■ **WHAT THE TASK ASKS**
Gather every line of the rows below that contains the word "mushroom", and copy each such line in full.

*** GIVEN DATA

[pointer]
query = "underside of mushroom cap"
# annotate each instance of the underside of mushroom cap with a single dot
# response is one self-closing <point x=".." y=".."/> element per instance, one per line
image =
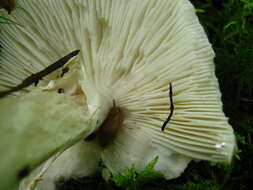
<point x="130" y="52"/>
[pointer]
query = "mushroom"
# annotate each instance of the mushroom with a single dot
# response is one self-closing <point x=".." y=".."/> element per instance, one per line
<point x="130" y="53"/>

******
*** GIVEN DATA

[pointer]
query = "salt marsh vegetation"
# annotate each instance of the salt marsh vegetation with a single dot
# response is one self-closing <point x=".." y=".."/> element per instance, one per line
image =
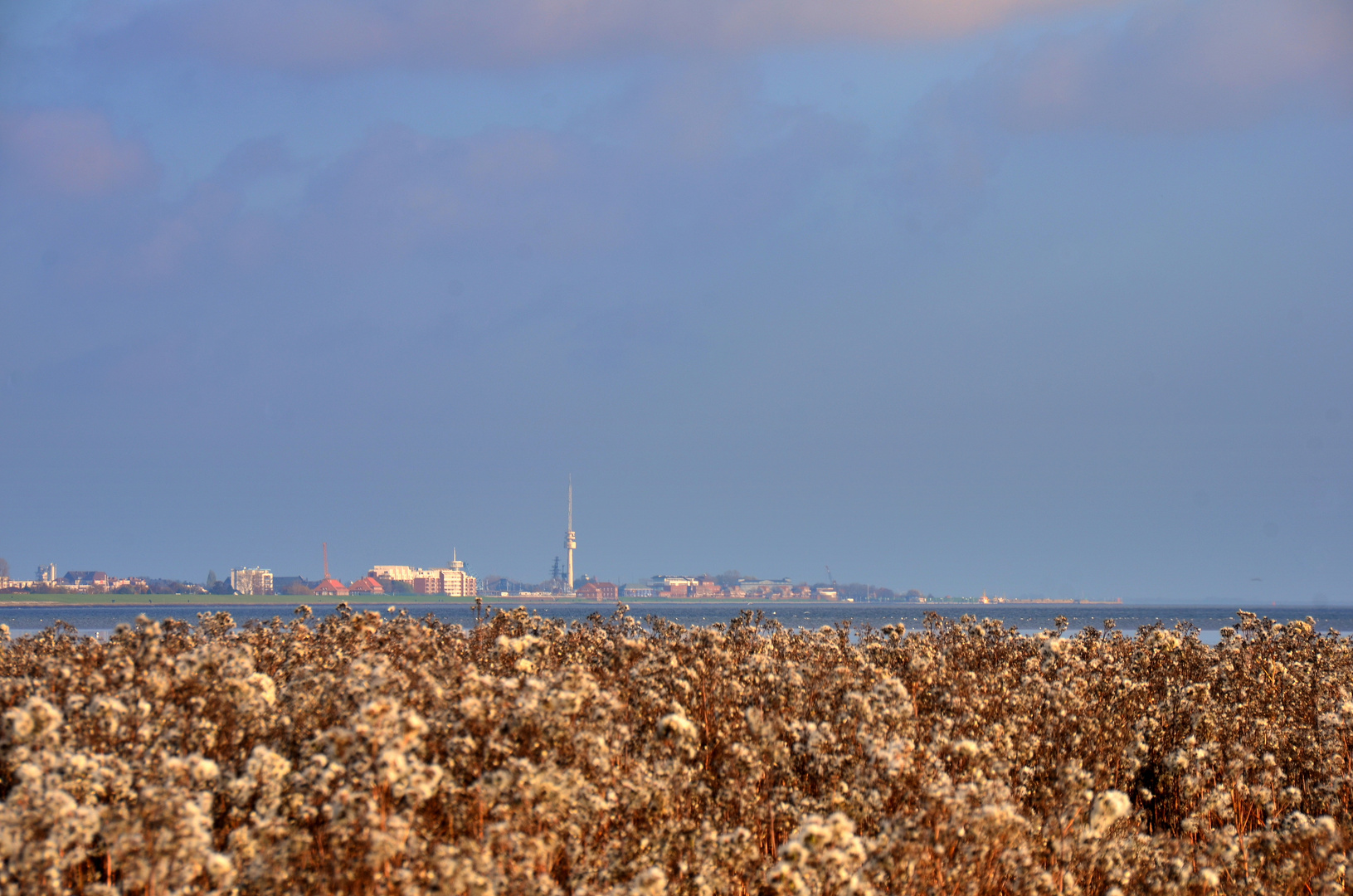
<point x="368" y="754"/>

******

■ **ANSWER FOR THIS EXERCISE**
query = "underside of mushroom cap"
# annotate each instance of the underside of mushroom cap with a single dot
query = "mushroom"
# annotate each instance of the mushroom with a single dot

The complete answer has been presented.